Exercise prompt: Copy each of the following items verbatim.

Supplied data:
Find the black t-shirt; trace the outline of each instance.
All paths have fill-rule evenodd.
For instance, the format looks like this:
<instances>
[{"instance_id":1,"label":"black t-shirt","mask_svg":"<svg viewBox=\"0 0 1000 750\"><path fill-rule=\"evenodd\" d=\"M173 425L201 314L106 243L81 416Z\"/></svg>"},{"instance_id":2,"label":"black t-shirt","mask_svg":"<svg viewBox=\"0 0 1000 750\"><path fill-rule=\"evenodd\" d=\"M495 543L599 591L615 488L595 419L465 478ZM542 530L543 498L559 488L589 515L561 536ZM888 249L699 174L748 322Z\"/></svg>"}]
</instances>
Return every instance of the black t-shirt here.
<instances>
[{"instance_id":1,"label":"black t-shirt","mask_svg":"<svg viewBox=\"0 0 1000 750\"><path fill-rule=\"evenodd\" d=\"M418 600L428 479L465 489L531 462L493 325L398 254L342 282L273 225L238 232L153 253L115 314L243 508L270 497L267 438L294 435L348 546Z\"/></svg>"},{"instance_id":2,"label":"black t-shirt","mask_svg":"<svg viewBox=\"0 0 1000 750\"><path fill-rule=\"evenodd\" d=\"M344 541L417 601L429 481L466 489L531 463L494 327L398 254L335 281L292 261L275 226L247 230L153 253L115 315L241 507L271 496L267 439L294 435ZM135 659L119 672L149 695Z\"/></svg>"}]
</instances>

Written solution:
Find the black t-shirt; trace the outline of each instance.
All paths have fill-rule evenodd.
For instance, the format looks like this:
<instances>
[{"instance_id":1,"label":"black t-shirt","mask_svg":"<svg viewBox=\"0 0 1000 750\"><path fill-rule=\"evenodd\" d=\"M173 425L201 314L106 243L81 416Z\"/></svg>"},{"instance_id":2,"label":"black t-shirt","mask_svg":"<svg viewBox=\"0 0 1000 750\"><path fill-rule=\"evenodd\" d=\"M495 543L599 591L615 488L595 419L465 478ZM542 530L543 498L559 488L589 515L561 536ZM888 249L699 174L748 322Z\"/></svg>"}]
</instances>
Return every instance of the black t-shirt here.
<instances>
[{"instance_id":1,"label":"black t-shirt","mask_svg":"<svg viewBox=\"0 0 1000 750\"><path fill-rule=\"evenodd\" d=\"M418 600L428 479L465 489L531 462L493 325L398 254L342 282L273 225L238 232L153 253L115 314L243 508L270 497L267 438L294 435L348 546Z\"/></svg>"},{"instance_id":2,"label":"black t-shirt","mask_svg":"<svg viewBox=\"0 0 1000 750\"><path fill-rule=\"evenodd\" d=\"M344 541L417 601L429 481L466 489L531 463L494 327L398 254L335 281L292 261L275 226L247 230L153 253L115 315L241 507L271 496L267 439L294 435ZM135 659L119 672L149 695Z\"/></svg>"}]
</instances>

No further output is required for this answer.